[[ TASK INPUTS open ]]
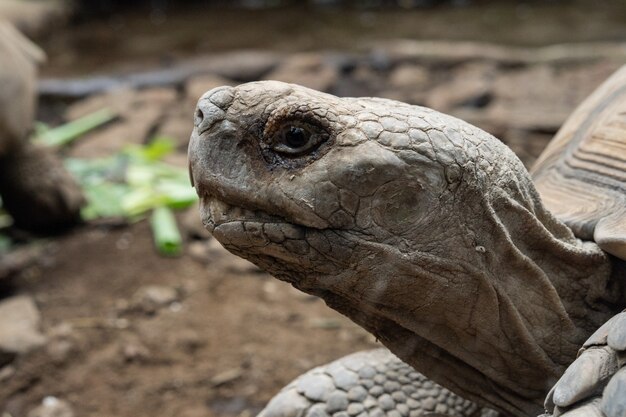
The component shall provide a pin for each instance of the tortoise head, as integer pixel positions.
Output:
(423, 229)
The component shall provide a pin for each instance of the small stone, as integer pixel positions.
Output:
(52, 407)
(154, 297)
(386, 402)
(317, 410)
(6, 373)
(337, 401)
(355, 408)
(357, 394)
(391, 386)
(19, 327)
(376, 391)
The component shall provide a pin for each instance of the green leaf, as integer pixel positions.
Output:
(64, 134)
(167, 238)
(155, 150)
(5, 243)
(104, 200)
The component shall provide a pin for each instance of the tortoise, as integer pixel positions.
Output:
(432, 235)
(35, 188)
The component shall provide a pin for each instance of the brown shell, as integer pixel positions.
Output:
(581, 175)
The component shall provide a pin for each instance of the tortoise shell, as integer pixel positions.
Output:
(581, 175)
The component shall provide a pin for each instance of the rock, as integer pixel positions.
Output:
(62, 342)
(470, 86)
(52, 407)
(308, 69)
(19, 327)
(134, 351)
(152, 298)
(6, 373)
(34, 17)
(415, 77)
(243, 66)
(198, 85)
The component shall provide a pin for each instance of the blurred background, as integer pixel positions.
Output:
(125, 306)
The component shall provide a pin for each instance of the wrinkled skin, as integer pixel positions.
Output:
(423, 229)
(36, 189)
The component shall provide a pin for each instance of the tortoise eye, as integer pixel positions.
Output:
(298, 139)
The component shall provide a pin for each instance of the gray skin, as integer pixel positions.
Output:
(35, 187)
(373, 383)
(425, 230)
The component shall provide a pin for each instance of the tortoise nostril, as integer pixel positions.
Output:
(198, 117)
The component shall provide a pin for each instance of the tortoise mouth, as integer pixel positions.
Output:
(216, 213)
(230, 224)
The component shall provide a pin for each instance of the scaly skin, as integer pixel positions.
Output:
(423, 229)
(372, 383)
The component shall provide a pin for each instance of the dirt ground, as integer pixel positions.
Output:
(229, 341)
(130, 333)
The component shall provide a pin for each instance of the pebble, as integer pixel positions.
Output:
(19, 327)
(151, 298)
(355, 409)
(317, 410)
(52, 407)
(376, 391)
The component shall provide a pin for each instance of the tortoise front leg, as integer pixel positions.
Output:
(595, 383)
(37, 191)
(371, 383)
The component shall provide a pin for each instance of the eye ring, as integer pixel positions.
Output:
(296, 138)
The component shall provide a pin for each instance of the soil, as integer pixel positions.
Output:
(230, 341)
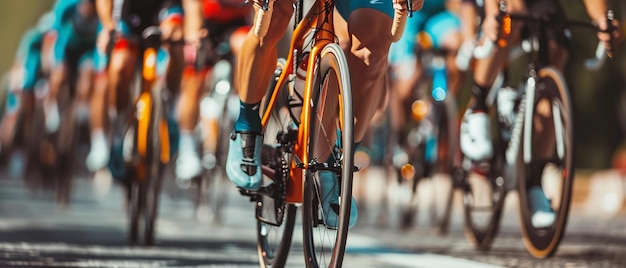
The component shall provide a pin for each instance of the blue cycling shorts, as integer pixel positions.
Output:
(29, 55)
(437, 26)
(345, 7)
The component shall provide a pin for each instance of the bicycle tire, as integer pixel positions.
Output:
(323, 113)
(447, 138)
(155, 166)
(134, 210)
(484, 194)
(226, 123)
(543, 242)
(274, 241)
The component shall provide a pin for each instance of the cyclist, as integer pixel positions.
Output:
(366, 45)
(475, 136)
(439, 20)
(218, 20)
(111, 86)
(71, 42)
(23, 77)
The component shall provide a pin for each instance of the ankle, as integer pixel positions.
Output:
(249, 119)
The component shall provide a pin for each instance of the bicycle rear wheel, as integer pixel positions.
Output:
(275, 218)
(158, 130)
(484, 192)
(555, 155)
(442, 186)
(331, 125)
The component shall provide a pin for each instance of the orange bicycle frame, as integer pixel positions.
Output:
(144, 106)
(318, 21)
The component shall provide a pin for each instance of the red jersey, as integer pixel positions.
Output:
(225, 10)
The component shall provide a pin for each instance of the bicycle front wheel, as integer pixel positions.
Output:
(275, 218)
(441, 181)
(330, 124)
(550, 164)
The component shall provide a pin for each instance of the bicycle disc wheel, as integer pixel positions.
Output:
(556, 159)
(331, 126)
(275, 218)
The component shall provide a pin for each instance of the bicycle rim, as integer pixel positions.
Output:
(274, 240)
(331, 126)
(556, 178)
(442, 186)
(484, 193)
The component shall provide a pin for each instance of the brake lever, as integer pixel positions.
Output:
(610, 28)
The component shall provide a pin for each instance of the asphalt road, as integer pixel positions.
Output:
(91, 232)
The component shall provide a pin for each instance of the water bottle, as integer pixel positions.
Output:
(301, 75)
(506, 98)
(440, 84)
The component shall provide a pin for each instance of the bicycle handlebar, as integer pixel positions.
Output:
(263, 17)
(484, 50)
[[ TASK INPUTS closed ]]
[[ TASK INPUTS open ]]
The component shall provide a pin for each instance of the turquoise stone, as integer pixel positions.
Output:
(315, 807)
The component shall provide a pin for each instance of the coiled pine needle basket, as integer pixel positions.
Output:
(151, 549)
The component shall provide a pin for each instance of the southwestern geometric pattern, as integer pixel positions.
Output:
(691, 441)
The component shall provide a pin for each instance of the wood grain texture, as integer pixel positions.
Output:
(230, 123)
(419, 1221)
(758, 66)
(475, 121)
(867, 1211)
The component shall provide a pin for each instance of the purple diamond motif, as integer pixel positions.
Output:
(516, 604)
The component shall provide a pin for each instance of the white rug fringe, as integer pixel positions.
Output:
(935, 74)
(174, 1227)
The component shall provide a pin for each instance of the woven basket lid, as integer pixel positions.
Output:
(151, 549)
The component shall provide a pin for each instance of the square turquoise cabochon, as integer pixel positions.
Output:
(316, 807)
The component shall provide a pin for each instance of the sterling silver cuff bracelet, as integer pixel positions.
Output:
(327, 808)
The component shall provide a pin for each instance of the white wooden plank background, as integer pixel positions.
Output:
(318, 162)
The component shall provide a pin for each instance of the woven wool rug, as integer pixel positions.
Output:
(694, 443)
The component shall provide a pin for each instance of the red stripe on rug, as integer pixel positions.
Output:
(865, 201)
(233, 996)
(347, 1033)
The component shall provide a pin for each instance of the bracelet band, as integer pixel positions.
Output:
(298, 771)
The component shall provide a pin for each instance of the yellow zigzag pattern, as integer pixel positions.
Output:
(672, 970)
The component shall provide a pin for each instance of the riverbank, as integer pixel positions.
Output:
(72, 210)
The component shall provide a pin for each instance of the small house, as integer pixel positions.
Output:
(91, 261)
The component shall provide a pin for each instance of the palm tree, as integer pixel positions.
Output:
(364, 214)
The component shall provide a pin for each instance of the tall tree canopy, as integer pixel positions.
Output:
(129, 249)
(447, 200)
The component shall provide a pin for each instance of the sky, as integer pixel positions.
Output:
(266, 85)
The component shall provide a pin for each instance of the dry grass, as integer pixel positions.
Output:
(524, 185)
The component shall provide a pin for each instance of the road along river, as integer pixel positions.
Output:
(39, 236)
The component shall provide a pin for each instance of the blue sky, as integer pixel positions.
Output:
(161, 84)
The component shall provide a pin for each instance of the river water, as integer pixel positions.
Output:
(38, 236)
[[ TASK INPUTS closed ]]
[[ TASK INPUTS open ]]
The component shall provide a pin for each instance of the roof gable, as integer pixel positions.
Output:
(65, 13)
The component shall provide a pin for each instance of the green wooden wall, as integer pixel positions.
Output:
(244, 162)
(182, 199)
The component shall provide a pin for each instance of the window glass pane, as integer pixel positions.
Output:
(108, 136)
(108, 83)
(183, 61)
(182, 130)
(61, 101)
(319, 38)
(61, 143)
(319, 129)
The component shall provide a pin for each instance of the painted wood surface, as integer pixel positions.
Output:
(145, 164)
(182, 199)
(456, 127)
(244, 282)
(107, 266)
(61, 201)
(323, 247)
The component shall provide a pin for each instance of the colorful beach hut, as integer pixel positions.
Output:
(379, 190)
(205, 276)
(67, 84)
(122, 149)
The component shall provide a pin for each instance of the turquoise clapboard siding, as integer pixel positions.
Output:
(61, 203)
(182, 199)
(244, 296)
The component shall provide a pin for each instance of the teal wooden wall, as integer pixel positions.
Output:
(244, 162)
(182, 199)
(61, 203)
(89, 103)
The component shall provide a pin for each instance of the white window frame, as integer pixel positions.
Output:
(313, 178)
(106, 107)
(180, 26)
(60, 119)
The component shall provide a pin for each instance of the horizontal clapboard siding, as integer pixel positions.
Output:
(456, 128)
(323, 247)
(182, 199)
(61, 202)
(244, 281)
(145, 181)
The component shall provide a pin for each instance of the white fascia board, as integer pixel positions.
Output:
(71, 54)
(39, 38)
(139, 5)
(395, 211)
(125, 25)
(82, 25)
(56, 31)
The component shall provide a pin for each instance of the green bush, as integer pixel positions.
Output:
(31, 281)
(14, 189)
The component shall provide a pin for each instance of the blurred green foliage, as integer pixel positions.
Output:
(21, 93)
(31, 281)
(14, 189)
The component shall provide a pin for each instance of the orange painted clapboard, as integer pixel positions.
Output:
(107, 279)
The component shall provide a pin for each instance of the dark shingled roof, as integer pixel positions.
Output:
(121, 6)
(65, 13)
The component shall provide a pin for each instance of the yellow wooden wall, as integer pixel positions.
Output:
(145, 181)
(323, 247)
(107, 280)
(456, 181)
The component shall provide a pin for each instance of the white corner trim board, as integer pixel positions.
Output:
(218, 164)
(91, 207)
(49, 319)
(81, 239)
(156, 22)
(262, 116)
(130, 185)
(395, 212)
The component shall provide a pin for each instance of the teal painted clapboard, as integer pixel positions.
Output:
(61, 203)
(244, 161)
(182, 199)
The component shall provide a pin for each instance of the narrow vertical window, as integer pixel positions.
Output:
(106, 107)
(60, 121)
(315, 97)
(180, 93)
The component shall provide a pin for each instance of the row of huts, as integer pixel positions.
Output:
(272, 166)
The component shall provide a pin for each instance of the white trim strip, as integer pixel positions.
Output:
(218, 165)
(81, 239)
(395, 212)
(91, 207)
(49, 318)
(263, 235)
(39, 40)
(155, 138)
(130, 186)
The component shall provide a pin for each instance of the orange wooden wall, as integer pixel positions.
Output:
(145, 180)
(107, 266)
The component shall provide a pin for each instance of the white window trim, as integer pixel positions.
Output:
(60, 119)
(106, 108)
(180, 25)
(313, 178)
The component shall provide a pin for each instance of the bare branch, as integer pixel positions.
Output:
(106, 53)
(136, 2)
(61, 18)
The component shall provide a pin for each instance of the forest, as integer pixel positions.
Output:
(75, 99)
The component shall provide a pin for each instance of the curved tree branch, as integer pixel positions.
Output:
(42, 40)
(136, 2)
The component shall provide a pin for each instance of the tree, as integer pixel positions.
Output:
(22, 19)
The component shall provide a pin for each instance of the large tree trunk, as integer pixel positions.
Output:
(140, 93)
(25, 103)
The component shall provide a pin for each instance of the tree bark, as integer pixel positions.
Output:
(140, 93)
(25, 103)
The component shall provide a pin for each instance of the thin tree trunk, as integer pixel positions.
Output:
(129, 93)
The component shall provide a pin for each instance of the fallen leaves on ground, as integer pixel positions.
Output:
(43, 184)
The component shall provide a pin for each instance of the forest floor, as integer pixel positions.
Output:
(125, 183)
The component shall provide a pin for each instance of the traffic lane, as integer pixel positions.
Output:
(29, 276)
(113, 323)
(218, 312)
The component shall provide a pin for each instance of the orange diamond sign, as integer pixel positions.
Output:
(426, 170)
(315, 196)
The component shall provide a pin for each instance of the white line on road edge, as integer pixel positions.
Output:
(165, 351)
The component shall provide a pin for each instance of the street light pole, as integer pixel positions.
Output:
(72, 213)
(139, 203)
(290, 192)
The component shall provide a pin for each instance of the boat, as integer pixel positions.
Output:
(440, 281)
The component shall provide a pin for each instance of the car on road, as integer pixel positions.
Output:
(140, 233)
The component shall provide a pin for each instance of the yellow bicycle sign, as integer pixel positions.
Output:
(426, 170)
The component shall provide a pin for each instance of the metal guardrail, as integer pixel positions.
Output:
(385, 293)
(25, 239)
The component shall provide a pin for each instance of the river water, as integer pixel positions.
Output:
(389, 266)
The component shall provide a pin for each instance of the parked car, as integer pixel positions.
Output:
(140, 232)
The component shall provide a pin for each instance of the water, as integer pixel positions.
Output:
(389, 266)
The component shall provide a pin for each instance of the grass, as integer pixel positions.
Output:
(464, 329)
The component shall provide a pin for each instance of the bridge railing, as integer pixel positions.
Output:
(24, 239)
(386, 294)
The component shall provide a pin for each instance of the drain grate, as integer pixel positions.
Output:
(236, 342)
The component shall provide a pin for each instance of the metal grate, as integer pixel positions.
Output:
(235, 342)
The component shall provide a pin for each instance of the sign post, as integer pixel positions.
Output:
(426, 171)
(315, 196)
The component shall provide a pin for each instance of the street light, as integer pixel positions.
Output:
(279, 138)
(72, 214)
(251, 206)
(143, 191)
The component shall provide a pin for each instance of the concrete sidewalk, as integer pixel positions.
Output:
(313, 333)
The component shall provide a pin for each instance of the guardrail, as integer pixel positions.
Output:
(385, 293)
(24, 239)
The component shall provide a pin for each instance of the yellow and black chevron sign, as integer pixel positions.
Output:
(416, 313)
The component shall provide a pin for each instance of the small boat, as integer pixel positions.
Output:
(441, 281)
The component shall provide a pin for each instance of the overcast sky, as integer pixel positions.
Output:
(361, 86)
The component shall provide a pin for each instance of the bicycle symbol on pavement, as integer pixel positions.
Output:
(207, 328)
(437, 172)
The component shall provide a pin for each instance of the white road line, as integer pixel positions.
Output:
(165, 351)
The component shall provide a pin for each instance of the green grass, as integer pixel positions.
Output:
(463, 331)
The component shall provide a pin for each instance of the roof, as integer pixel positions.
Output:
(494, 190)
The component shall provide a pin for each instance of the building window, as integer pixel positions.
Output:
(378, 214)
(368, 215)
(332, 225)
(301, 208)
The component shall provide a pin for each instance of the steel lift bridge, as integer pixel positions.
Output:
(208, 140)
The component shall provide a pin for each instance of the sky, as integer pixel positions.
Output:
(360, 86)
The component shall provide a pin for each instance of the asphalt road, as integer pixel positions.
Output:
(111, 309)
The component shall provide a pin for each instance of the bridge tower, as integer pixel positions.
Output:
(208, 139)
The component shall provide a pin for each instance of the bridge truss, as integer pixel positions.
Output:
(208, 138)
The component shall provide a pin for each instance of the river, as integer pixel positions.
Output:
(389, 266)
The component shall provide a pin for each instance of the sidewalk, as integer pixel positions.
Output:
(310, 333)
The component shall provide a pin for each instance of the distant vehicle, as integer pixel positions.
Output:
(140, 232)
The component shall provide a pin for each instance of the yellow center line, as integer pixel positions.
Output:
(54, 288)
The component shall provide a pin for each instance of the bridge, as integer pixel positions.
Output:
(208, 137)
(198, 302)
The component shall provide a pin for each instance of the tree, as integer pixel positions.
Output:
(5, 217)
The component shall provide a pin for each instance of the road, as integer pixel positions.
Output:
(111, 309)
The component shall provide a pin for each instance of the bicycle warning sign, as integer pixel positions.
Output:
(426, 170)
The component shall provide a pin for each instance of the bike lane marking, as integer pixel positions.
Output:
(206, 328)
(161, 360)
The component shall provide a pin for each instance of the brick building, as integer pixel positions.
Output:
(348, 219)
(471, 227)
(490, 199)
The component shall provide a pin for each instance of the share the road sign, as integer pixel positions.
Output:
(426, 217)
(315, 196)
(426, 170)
[[ TASK INPUTS closed ]]
### WHAT IS NEEDED
Return exactly the lines above from the line that has "head, as integer pixel positions." through the line that has "small stone, as integer pixel positions.", inclusive, and nothing else.

### TASK RESULT
The component shall provide a pin for each instance of the tortoise head, as integer pixel positions.
Output:
(423, 229)
The component shall provide a pin for each instance of the small stone, as integer pixel positions.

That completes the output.